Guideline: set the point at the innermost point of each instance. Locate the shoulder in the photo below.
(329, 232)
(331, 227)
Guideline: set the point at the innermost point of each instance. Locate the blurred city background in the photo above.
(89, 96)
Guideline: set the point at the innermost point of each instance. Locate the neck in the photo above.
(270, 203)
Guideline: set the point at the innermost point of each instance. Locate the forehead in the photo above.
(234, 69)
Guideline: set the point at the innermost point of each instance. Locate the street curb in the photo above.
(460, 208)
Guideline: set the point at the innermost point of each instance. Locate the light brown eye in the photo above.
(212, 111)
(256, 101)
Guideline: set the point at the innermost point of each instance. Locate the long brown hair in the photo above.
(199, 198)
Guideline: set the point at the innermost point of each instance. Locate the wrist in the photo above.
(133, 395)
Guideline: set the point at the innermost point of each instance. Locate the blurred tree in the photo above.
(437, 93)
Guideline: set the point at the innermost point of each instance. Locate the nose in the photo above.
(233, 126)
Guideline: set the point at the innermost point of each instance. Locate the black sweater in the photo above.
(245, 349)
◇ ◇ ◇ ◇ ◇ ◇ ◇
• Task to complete: Take the line that holds "background in the photo above." as the first line and the last line of the data as the final one. Retype everything between, both included, exactly.

• Solution for this exercise:
Guideline: set the point at the innermost point of each instance. Locate the blurred city background in the photo above.
(89, 96)
Guideline: set the point at the innermost point of each instance. Locate the neck in the photo above.
(270, 203)
Guideline: set the point at the innermost point of each instance. Locate the forehead in the photo above.
(234, 69)
Guideline: set the point at the innermost point of each instance. Locate the street curb in the photo above.
(460, 208)
Guideline: set the point at the innermost point of each instance. Locate the light brown eye in the photo above.
(212, 111)
(256, 101)
Guideline: set the point at the innermost point of each instance. Locate the long brown hair in the photo above.
(199, 198)
Guideline: set the point at the innermost point of each instance. Locate the wrist in the photo above.
(133, 395)
Guideline: set the point at the innermost point of each instance. Locate the blurred tree in the photo above.
(437, 93)
Guideline: set the point at the innermost point of each instance. Locate the nose in the photo above.
(233, 126)
Guideline: set the point at the innermost point of each instance. Locate the black sweater in the photo above.
(245, 349)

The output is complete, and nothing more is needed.